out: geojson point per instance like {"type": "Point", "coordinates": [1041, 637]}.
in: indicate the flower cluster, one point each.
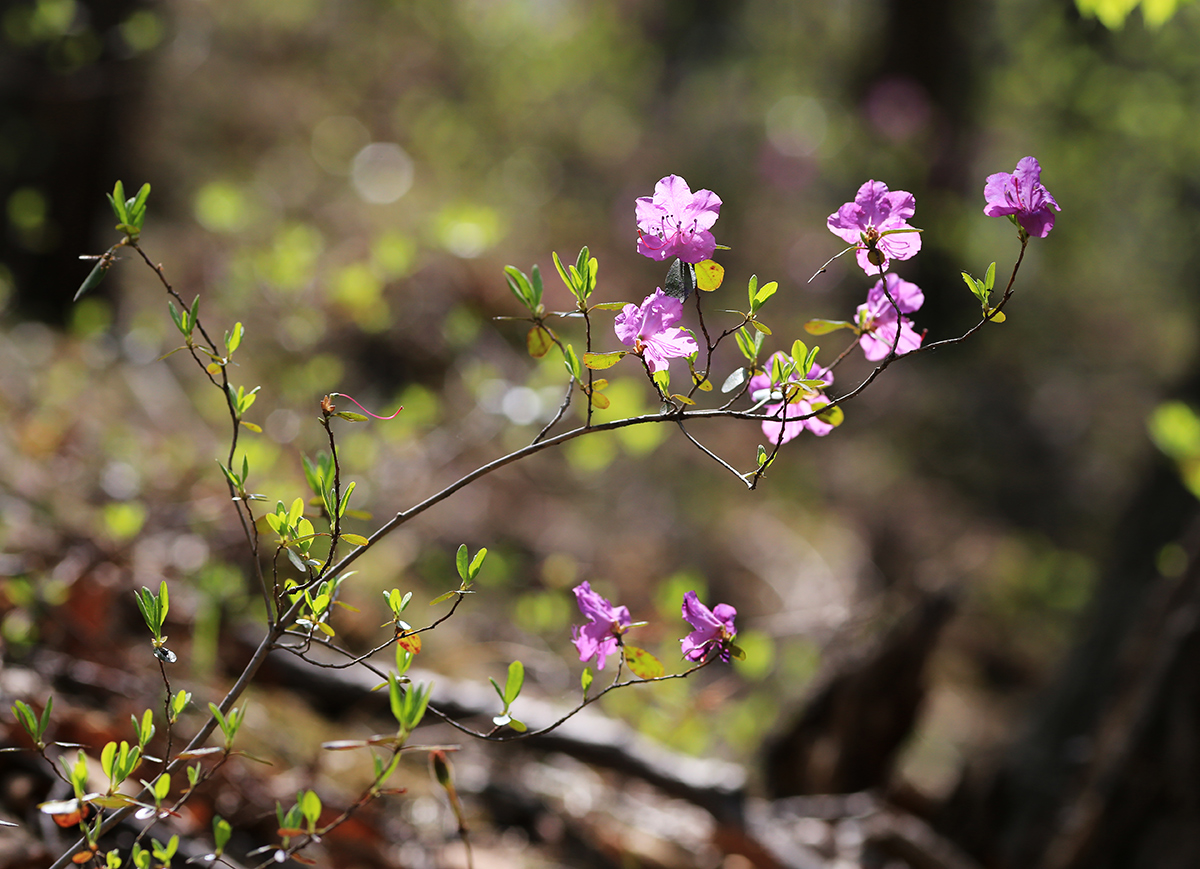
{"type": "Point", "coordinates": [714, 629]}
{"type": "Point", "coordinates": [877, 318]}
{"type": "Point", "coordinates": [802, 403]}
{"type": "Point", "coordinates": [652, 330]}
{"type": "Point", "coordinates": [877, 225]}
{"type": "Point", "coordinates": [1021, 193]}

--

Give every line of the material above as a numbered list, omitting blank lines and leaving out the pictures.

1. out: geojson point per instance like {"type": "Point", "coordinates": [1041, 637]}.
2. in: indicate the flower cluster, one point each.
3. {"type": "Point", "coordinates": [714, 629]}
4. {"type": "Point", "coordinates": [877, 318]}
5. {"type": "Point", "coordinates": [802, 403]}
6. {"type": "Point", "coordinates": [652, 330]}
7. {"type": "Point", "coordinates": [877, 225]}
8. {"type": "Point", "coordinates": [1021, 193]}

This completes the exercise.